Document excerpt:
Upscaling and simulation of composite gas reservoirs with thin-interbedded shale and tight sandstone

• An improved upscaling and simulation method for composite gas reservoirs with interbedded shale and tight sandstone.
• We regard the two types of rocks as dual porous media to replace single porous medium used in the traditional methods.
• The primary- and secondary- hydraulic fracture are modeled as discrete fracture and continuous medium respectively.
• The method can avert the challenge of upscaling the parametric curves of different rocks.

This paper focused on the reservoir simulation of composite gas reservoirs with interbedded shale and tight sandstone. The mentioned simulation confronts a series of problems such as computational inefficiency and serious convergence issues due to the numerous extremely thin layers in such reservoirs. Although various upscaling methods can solve these problems, they only reflect the average flow. Thus, we present an improved upscaling and simulation method. Firstly, we regard two types of rocks as dual porous media to replace single porous media used in traditional methods. Secondly, hydraulic fracturing is considered by modeling the primary fractures as discrete fractures and idealizing the secondary fractures as continuous. As such, the total reservoir is classified into three regions: (1) the triple porosity region, which contains pores of the two rocks and the secondary fractures; (2) the dual porosity region, which contains pores of the two rocks; and (3) the discrete fracture region, which indicates the primary fracture. Thirdly, the formulas for the transfer term between any two types of porosities are derived. The derived formulas are similar to but different from the existing formula. Furthermore, the upscaling methods for porosity and permeability are presented. Notably, our method can avert the challenge of upscaling the parametric curves of different rocks, e.g., capillary pressure, relative permeability, and gas adsorption–desorption. Finally, we use a real gas reservoir as an example to assess three schemes, i.e., fine grid-cells with singular porosity (FGSP), coarse grid-cells with singular porosity (CGSP), and coarse grid-cells with dual porosity (CGDP). Consequently, the CGDP results are much closer to those of FGSP, with just 1/25 grid cells and shorter computing time, unlike CGSP, which is not capable of reflecting the flow differences between the shale and siltstone. Therefore, we conclude that our method can not only improve the computing efficiency but can also guarantee accuracy.

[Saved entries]
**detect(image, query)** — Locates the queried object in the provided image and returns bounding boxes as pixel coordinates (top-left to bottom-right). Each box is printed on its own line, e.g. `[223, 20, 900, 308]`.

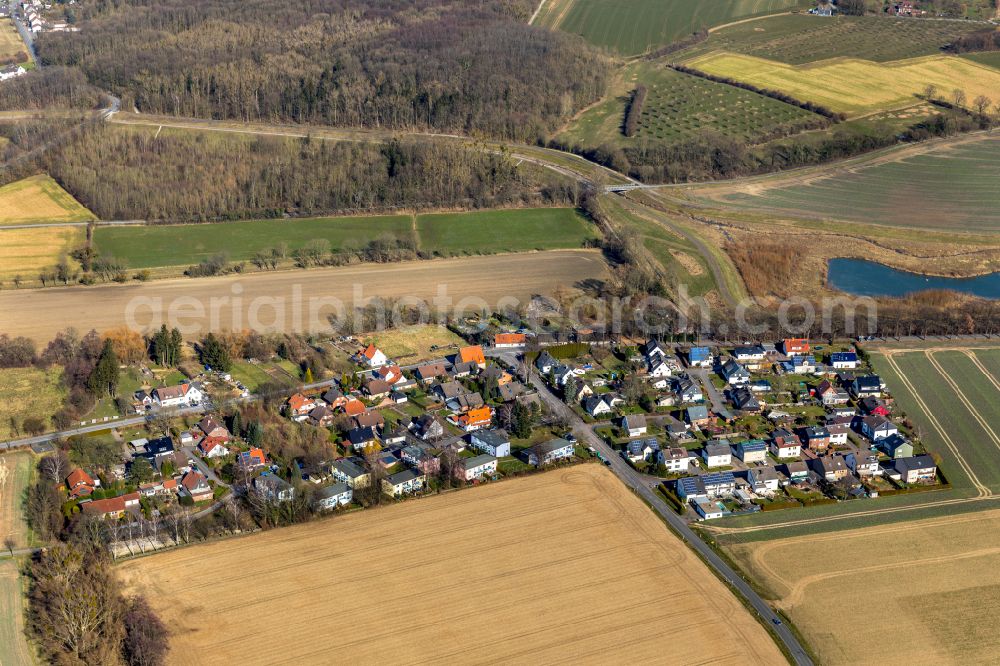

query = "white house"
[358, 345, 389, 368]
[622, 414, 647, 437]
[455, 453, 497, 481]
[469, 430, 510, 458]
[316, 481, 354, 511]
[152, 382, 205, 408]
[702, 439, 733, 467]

Questions on the material:
• a. Write out the passage of the gas reservoir abstract from "Upscaling and simulation of" to "continuous medium respectively.".
• b. According to the gas reservoir abstract, how are the secondary fractures treated in the model?
These saved entries come from a source separate from the gas reservoir abstract.

Written answers:
• a.
Upscaling and simulation of composite gas reservoirs with thin-interbedded shale and tight sandstone

• An improved upscaling and simulation method for composite gas reservoirs with interbedded shale and tight sandstone.
• We regard the two types of rocks as dual porous media to replace single porous medium used in the traditional methods.
• The primary- and secondary- hydraulic fracture are modeled as discrete fracture and continuous medium respectively.

• b. The secondary fractures are idealized as continuous.